- WRITTEN TASK 1
Answer these from the Greenplum setup guide, one line each:
(a) Which file is edited on the master, segment, and standby master hosts?
(b) Which utility does the example use to run the NTP daemon on all hosts?
(c) In which directory are gpcheck and gpcheckperf located?
- WRITTEN TASK 2
In the Greenplum setup guide, why does each segment host's /etc/ntp.conf list the master host first and the standby master second? Answer in one to three sentences.
- WRITTEN TASK 3
Write the next part of the Greenplum setup guide, picking up after its last sentence.

--- BEGIN DOCUMENT TEXT ---

Synchronizing System Clocks
Greenplum recommends using NTP (Network Time Protocol) to synchronize the system clocks on all hosts that comprise your Greenplum Database system. See www.ntp.org for more information about NTP.

NTP on the segment hosts should be configured to use the master host as the primary time source, and the standby master as the secondary time source. On the master and standby master hosts, configure NTP to point to your preferred time server.

To configure NTP

1.On the master host, log in as root and edit the /etc/ntp.conf file. Set the server parameter to point to your data center’s NTP time server. For example (if 10.6.220.20 was the IP address of your data center’s NTP server):
server 10.6.220.20

2.On each segment host, log in as root and edit the /etc/ntp.conf file. Set the first server parameter to point to the master host, and the second server parameter to point to the standby master host. For example:
server mdw prefer
server smdw

3.On the standby master host, log in as root and edit the /etc/ntp.conf file. Set the first server parameter to point to the primary master host, and the second server parameter to point to your data center’s NTP time server. For example:
server mdw prefer
server 10.6.220.20

4.On the master host, use the NTP daemon synchronize the system clocks on all Greenplum hosts. For example using gpssh:
# gpssh -f hostfile_gpssh_allhosts -v -e 'ntpd'

C) Post-Install

Greenplum provides the following utilities to validate the configuration and performance of your systems:

•gpcheck

•gpcheckperf 

Note: These utilities can be found in $GPHOME/bin of your Greenplum installation.

--- END DOCUMENT TEXT ---
--- BEGIN DATA RECORDS ---

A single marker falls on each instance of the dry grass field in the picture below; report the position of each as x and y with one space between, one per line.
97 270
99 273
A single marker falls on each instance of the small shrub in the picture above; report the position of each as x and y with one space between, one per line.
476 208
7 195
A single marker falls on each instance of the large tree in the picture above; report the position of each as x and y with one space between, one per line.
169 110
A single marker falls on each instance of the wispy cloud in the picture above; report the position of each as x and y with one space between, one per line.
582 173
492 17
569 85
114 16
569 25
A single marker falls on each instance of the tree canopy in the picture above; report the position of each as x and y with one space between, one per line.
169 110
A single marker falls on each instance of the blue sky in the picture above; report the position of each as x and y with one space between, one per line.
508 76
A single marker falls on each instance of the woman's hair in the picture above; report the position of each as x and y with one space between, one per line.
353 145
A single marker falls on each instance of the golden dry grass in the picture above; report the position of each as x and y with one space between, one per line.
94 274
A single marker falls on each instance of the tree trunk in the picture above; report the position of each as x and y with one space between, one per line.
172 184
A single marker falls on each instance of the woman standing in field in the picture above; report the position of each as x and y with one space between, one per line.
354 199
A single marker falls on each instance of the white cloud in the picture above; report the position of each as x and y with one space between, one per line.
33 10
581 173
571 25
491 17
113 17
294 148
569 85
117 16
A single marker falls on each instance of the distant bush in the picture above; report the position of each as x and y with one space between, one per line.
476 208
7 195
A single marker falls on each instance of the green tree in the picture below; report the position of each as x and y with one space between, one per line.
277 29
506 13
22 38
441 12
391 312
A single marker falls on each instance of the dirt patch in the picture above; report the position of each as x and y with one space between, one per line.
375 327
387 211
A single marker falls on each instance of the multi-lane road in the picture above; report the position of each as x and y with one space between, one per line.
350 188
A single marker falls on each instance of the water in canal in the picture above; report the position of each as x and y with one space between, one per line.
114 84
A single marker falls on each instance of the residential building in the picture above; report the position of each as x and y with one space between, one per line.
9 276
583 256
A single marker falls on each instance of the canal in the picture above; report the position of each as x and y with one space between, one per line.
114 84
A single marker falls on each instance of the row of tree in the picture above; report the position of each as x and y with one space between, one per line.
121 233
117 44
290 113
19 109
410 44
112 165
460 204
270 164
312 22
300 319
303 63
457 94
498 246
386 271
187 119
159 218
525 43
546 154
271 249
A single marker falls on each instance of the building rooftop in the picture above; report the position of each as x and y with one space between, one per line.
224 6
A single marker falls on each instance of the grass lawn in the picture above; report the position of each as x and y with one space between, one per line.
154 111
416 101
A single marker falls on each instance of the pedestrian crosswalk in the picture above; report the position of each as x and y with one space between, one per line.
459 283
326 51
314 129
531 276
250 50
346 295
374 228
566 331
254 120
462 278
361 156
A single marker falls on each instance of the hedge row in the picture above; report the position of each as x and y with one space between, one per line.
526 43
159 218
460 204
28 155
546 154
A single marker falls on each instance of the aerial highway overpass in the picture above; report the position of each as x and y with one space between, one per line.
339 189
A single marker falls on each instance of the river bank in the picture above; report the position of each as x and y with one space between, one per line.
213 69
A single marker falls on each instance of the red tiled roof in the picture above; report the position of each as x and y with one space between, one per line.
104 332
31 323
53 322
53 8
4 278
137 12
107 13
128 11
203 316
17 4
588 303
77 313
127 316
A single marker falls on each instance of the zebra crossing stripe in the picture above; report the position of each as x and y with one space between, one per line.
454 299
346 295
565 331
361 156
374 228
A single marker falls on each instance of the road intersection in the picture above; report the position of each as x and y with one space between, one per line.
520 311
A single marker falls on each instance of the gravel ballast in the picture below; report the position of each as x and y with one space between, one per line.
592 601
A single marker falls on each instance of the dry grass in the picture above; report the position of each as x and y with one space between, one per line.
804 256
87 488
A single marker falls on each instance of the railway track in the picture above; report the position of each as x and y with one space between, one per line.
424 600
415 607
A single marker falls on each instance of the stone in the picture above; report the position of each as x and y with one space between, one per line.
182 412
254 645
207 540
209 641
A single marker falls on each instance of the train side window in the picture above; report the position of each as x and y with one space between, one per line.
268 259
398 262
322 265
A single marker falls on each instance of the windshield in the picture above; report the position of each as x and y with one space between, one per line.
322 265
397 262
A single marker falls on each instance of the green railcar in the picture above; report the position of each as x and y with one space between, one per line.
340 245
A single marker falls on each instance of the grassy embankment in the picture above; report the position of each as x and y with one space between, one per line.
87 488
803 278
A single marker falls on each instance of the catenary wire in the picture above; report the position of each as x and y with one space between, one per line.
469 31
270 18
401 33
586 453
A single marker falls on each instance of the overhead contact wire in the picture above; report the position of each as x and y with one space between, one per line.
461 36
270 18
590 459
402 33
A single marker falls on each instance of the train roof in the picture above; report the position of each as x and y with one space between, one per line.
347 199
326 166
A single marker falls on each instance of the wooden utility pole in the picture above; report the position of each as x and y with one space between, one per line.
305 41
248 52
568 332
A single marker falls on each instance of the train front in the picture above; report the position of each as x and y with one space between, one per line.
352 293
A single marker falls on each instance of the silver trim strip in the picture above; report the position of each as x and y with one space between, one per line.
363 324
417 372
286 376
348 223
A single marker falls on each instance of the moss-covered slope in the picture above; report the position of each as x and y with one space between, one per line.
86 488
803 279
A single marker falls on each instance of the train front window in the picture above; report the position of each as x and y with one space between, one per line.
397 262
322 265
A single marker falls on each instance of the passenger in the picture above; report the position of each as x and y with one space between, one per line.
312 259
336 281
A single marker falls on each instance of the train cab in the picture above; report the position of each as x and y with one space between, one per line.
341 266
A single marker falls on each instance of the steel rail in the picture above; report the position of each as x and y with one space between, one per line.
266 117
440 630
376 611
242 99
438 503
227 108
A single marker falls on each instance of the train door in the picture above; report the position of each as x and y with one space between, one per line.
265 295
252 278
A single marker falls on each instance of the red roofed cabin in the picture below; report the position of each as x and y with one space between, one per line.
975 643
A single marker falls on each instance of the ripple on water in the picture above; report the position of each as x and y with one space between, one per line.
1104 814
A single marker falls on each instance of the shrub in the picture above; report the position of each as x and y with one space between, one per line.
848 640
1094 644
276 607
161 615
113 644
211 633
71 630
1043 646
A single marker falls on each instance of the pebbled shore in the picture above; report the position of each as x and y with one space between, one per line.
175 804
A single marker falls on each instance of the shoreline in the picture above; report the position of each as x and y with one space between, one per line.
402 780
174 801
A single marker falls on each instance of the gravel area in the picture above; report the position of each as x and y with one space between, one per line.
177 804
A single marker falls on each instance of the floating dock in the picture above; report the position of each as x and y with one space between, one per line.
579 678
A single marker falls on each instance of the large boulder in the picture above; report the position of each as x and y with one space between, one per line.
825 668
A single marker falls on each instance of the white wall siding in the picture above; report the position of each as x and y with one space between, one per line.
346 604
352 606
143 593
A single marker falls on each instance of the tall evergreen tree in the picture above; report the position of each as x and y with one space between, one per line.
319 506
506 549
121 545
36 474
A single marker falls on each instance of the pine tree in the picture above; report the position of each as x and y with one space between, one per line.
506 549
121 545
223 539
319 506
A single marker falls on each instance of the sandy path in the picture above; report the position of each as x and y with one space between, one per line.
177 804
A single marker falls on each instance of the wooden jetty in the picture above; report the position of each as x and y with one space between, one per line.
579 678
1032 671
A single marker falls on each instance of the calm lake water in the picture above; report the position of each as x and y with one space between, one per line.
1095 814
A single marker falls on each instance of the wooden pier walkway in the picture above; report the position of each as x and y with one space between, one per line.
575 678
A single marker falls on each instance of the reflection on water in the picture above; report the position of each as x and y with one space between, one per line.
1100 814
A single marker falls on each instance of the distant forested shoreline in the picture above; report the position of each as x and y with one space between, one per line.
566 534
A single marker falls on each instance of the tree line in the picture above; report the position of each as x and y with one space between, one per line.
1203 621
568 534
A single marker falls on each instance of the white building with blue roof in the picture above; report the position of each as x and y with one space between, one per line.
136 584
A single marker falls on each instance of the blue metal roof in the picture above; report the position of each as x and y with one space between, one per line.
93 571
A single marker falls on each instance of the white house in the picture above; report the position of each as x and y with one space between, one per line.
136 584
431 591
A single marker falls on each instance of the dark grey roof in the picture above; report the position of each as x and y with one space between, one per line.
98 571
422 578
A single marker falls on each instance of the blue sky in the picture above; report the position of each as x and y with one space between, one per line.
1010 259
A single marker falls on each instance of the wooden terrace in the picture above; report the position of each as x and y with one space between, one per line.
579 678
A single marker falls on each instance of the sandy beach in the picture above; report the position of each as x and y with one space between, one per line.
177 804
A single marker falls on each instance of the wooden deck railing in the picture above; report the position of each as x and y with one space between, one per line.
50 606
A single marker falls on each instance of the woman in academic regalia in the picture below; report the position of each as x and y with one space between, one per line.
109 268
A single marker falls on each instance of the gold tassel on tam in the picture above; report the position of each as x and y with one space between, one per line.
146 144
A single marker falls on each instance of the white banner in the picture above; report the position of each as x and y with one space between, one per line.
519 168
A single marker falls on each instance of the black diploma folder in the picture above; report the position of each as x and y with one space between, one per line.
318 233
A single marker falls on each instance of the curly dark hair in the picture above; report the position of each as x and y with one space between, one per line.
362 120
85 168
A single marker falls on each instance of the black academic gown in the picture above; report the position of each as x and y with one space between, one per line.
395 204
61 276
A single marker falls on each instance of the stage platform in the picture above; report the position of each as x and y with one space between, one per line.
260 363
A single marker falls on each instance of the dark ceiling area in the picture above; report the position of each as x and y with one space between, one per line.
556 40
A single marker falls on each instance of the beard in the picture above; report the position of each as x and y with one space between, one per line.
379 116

--- END DATA RECORDS ---

- WRITTEN ANSWER 1
(a) /etc/ntp.conf
(b) gpssh
(c) $GPHOME/bin of the Greenplum installation

- WRITTEN ANSWER 2
The guide says NTP on the segment hosts should use the master host as the primary time source and the standby master as the secondary time source. So the first server line points to the master (mdw, marked prefer), and the second points to the standby master (smdw).

- WRITTEN ANSWER 3
The following tests should be run prior to initializing your Greenplum Database system.

•Validating OS Settings

•Validating Hardware Performance

Validating OS Settings
Greenplum provides a utility called gpcheck that can be used to verify that all hosts in your array have the recommended OS settings for running a production Greenplum Database system. To run gpcheck:

1.Log in on the master host as the gpadmin user.

2.Source the greenplum_path.sh path file from your Greenplum installation. For example:
$ source /usr/local/greenplum-db/greenplum_path.sh

3.Create a file called hostfile_gpcheck that has the machine-configured host names of each Greenplum host (master, standby master and segments), one host name per line. Make sure there are no blank lines or extra spaces. This file should just have a single host name per host. For example:
mdw
smdw
sdw1
sdw2
sdw3

4.Run the gpcheck utility using the host file you just created. For example:
$ gpcheck -f hostfile_gpcheck -m mdw -s smdw

5.After gpcheck finishes verifying OS parameters on all hosts (masters and segments), you might be prompted to modify certain OS parameters before initializing your Greenplum Database system.

Validating Hardware Performance
Greenplum provides a management utility called gpcheckperf, which can be used to identify hardware and system-level issues on the machines in your Greenplum Database array. gpcheckperf starts a session on the specified hosts and runs the following performance tests:

•Network Performance (gpnetbench*)
•Disk I/O Performance (dd test)
•Memory Bandwidth (stream test)

Before using gpcheckperf, you must have a trusted host setup between the hosts involved in the performance test. You can use the utility gpssh-exkeys to update the known host files and exchange public keys between hosts if you have not done so already. Note that gpcheckperf calls to gpssh and gpscp, so these Greenplum utilities must be in your $PATH.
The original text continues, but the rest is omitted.